**Material for the task:**
━━━━━━━━━━
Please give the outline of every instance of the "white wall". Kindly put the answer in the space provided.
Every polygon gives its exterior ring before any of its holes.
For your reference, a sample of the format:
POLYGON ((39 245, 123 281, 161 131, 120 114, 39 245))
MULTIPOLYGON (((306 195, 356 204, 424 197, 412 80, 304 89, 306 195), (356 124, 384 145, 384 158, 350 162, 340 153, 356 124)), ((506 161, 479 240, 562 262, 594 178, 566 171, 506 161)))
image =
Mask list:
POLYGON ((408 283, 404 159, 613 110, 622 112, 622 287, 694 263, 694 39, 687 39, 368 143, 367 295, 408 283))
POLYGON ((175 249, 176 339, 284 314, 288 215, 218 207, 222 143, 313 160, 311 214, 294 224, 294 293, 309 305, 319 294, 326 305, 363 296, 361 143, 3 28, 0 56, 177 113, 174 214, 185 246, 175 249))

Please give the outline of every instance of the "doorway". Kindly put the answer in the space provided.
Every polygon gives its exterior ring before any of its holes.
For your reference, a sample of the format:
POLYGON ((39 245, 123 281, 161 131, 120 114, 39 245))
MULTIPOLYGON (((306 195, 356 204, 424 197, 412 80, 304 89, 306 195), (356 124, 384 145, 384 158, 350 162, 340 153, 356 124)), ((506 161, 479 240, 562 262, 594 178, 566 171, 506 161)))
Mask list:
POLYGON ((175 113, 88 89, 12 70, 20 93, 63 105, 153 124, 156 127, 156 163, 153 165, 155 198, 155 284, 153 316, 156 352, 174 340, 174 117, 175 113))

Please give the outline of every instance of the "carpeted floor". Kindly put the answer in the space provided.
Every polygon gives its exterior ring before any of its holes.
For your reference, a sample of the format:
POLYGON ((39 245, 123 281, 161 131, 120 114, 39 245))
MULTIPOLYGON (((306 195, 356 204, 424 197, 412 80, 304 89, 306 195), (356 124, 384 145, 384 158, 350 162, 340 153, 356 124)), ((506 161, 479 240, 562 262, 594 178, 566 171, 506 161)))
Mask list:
━━━━━━━━━━
**Objective:** Reproduce the lines above word for word.

**Written solution:**
Please give the outline of every instance of the "white wall". Kindly put the answer in the space provided.
Every polygon gives its exterior ring before any of its holes.
For your reference, a sample of the format:
POLYGON ((39 245, 123 281, 161 131, 120 114, 39 245))
MULTIPOLYGON (((306 195, 356 204, 424 197, 412 80, 304 89, 306 195), (356 124, 384 145, 384 158, 350 162, 340 153, 356 124)), ((506 161, 479 240, 562 262, 594 178, 566 171, 506 161)))
image =
Mask list:
POLYGON ((408 283, 404 159, 613 110, 622 112, 622 287, 694 263, 694 39, 687 39, 368 143, 367 295, 408 283))
POLYGON ((175 249, 176 339, 284 314, 288 215, 218 207, 222 143, 313 160, 311 214, 294 224, 294 293, 309 305, 319 294, 326 305, 363 296, 361 143, 3 28, 0 56, 177 113, 174 214, 185 246, 175 249))

Please give the outline of every instance of the "doorway". Kindly put the answer in the space provided.
Every polygon gives its exterior ring before any of its holes.
For your reference, a sample of the format:
POLYGON ((39 245, 123 281, 161 131, 120 114, 39 245))
MULTIPOLYGON (((306 195, 356 204, 424 197, 412 80, 304 89, 306 195), (356 124, 384 145, 384 158, 350 162, 340 153, 356 124)), ((506 161, 479 240, 562 262, 594 178, 566 171, 506 161)))
Mask list:
POLYGON ((175 113, 88 89, 12 70, 20 93, 63 105, 153 124, 156 127, 156 163, 153 165, 155 198, 155 284, 153 316, 156 352, 174 340, 174 117, 175 113))

Please give the outline of every instance of the "carpeted floor". Kindly put the answer in the space provided.
Every polygon gives its exterior ring before any of its holes.
For your reference, a sample of the format:
POLYGON ((39 245, 123 281, 161 131, 120 114, 39 245))
MULTIPOLYGON (((306 195, 356 204, 424 197, 412 80, 304 89, 306 195), (356 124, 384 145, 384 158, 350 162, 340 153, 356 124)), ((506 161, 479 240, 562 262, 594 178, 566 171, 506 161)))
Mask list:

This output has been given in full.